_Direction_.
Copy every line below that contains the string "white". Preserve each line's original text.

_Extracted data_.
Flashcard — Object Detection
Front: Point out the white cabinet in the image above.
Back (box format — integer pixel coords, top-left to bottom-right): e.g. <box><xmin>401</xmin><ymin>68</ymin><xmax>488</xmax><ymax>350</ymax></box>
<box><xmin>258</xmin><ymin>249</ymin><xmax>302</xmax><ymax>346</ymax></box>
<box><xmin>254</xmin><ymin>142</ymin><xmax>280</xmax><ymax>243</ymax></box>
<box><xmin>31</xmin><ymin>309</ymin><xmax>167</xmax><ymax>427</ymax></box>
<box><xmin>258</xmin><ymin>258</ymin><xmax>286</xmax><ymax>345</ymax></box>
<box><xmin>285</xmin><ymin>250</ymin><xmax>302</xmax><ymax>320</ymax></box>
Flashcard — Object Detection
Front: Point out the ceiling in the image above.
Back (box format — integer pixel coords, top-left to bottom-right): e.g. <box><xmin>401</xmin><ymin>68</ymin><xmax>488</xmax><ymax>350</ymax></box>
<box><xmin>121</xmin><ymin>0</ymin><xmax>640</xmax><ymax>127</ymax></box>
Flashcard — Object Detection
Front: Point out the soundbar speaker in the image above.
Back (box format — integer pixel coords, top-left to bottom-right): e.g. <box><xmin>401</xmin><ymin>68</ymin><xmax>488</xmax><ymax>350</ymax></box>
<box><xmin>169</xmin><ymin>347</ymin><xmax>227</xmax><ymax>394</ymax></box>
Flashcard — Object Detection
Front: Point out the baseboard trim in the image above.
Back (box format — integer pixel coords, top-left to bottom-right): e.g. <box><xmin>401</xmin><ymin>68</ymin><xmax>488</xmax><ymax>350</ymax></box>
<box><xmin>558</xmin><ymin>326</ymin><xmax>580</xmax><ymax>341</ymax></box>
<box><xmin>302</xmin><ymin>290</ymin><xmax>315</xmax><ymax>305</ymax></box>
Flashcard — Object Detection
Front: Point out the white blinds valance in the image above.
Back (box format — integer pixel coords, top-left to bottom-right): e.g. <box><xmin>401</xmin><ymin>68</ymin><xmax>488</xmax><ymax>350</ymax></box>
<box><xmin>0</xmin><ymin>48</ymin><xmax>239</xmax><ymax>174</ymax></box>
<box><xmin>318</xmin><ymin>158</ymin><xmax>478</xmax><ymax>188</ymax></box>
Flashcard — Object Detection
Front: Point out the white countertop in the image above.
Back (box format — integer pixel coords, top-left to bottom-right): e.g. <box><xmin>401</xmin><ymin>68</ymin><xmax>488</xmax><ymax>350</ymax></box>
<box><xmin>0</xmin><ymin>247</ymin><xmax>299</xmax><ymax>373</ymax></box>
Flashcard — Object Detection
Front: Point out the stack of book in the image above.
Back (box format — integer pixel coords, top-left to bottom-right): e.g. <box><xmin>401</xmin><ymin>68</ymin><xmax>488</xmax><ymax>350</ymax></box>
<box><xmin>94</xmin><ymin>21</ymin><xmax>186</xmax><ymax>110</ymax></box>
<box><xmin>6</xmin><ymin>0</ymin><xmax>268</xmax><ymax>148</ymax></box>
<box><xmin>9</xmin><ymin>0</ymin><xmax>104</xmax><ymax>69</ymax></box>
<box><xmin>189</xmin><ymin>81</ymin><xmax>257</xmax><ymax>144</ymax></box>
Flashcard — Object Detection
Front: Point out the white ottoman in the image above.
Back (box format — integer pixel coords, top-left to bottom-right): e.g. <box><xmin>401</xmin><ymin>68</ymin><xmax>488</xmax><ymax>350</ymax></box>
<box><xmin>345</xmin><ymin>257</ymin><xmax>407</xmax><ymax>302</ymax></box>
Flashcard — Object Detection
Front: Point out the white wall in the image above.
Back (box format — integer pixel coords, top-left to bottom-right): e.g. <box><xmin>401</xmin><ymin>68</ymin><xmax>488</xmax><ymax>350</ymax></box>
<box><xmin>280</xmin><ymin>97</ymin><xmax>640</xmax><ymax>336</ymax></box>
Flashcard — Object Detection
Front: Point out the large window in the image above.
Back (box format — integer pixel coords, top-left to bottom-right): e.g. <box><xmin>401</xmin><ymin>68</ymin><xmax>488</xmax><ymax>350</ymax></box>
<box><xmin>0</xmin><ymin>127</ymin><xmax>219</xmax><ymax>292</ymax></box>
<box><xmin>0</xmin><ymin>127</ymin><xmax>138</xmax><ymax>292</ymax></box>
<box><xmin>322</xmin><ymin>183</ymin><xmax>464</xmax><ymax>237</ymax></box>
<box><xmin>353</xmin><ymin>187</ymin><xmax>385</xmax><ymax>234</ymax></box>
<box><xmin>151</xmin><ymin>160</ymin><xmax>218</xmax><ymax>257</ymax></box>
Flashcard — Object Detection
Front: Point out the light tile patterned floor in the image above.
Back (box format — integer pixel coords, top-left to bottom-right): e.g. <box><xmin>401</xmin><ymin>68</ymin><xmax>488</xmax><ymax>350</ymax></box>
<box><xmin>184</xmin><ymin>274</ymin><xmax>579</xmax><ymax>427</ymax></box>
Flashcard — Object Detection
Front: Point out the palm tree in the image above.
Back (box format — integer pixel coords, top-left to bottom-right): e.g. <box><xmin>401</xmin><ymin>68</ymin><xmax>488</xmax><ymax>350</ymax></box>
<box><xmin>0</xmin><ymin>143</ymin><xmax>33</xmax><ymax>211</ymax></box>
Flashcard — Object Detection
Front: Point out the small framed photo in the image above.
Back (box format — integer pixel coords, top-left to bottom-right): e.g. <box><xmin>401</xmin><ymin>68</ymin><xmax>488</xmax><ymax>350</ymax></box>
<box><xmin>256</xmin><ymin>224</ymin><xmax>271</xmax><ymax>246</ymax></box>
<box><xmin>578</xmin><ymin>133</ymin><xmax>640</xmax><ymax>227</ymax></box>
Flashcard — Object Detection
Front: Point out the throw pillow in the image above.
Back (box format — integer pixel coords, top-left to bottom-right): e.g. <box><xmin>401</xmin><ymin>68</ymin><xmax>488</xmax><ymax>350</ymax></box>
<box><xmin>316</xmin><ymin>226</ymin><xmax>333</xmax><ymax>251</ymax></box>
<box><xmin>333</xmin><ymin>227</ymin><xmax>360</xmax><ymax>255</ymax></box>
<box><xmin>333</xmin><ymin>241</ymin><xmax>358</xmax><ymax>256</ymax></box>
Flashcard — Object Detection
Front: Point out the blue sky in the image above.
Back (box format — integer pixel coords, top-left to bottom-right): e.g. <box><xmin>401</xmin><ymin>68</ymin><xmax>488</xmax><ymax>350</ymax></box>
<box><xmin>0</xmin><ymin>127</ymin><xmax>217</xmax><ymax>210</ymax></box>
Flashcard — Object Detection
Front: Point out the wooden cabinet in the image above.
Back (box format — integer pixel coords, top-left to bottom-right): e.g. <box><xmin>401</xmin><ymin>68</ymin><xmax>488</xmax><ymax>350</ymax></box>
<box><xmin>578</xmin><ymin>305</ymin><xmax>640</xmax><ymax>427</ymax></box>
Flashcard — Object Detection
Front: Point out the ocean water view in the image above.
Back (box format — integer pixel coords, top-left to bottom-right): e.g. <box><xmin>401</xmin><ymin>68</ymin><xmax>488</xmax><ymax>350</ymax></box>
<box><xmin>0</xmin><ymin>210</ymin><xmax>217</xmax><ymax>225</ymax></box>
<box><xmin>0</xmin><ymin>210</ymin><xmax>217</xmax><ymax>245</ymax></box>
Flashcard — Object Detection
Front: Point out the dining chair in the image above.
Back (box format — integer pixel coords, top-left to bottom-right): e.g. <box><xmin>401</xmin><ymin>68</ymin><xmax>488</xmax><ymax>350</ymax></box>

_Task output_.
Front: Point out the white cabinet in the image above.
Front: Point out the white blinds valance in the image above.
Front: Point out the white countertop in the image above.
Front: Point out the white ottoman in the image above.
Front: Point out the white wall in the image above.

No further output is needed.